(Referring expression data)
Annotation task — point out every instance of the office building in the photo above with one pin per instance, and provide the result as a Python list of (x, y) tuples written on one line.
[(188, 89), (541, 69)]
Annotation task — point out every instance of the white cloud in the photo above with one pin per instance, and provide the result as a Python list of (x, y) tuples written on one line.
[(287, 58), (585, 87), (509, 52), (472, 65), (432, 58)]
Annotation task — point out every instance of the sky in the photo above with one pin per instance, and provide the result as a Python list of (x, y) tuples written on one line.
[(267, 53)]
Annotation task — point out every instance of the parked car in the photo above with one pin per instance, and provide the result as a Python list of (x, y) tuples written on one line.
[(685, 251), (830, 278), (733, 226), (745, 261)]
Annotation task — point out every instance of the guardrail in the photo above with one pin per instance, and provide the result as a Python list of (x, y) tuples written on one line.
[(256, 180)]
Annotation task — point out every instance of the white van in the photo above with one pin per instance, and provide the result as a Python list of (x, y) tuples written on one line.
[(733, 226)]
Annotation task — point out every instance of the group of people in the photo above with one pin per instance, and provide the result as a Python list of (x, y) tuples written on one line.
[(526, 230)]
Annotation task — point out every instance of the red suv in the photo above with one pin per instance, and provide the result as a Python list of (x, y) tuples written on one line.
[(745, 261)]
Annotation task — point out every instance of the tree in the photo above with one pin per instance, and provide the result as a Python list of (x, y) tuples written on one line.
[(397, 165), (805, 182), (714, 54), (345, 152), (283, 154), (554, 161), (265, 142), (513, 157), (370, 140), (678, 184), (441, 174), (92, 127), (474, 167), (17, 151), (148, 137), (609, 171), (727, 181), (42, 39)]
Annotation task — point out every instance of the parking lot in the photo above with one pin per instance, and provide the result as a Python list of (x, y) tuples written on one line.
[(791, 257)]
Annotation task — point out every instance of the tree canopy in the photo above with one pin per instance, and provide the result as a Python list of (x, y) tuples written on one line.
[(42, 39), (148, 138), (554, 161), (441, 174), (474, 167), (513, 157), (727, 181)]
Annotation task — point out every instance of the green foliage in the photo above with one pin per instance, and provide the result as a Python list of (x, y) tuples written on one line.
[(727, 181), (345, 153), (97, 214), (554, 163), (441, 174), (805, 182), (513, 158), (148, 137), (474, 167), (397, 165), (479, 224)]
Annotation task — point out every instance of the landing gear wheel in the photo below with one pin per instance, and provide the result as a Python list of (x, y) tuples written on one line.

- **THE TASK**: Transcribe the data. Leave every line exactly as it is.

- **ANSWER BOX**:
Annotation task — point out every instance of the office building in the photo above with one pin per instance, and provide the result as a Python list of (x, y) tuples written on one line.
[(188, 89), (541, 69)]
Annotation task — point out every instance of the white cloud in the photo above with one pin per instance, and provide the result as a Python list of (x, y) tuples written on one line.
[(287, 58), (585, 87), (509, 52), (472, 65), (432, 58)]
Annotation task — point out every instance of the sky in the photo above with one pin per instance, and provide the result as a Python list of (x, y) tuples written on one line.
[(267, 53)]
Annotation task — point out every instance of the parked car in the photo above with one pin per instance, and provide the result as a Python list of (x, y) tuples written on one line.
[(685, 251), (830, 278), (733, 226), (745, 261)]
Annotation task — point out every instance of the guardrail in the photo above with one pin per instance, and provide the result as a Python list of (x, y) tuples written on one line.
[(256, 180)]
Annotation task — point out every instance of the white van in the photo above with one pin per instance, and provide the result as a Python list of (x, y) tuples written on one line.
[(733, 226)]
Annotation task — point out every instance of the group of people in the photo above with one pin per instance, and provide the result as a Python list of (x, y) tuples written on one line.
[(526, 230)]
Annotation task — point out every instance of the red suv in the photo above with one pin per instance, and provide the result as a Python list of (x, y) tuples written on one line.
[(745, 261)]
Annotation task — point out every instance of the tree in the photo above with one pin per instance, and provide the result as a Python list of (x, y) tuples written on one line.
[(397, 165), (805, 182), (714, 54), (345, 152), (283, 154), (554, 161), (265, 142), (513, 157), (370, 140), (678, 184), (441, 174), (92, 127), (474, 167), (17, 151), (148, 137), (609, 171), (727, 181), (42, 39)]
Annotation task — point out every instance of the parking lot in the photo above with one pin per instance, and provide the result as a Python list of (x, y) tuples written on one line.
[(791, 257)]
Annotation task — point out every instance of the tree canopy in the photo above with one pin per instance, and provide the result as a Python list of (x, y) tuples written on one line.
[(42, 39), (148, 138), (554, 161), (441, 174), (474, 167), (513, 157), (727, 181)]
Annotation task — point out every instance of the green foliage in the photo above with one pin per instance, and provide the result as a Python list of (x, y) tuples written on one line.
[(727, 181), (345, 153), (97, 214), (554, 163), (441, 174), (805, 182), (513, 158), (148, 137), (474, 167), (397, 165), (479, 224)]
Annotation task — point out every instance of the landing gear wheel in the photo below with one pin per instance, and provide the result as a Python list of (x, y) tuples written on one line.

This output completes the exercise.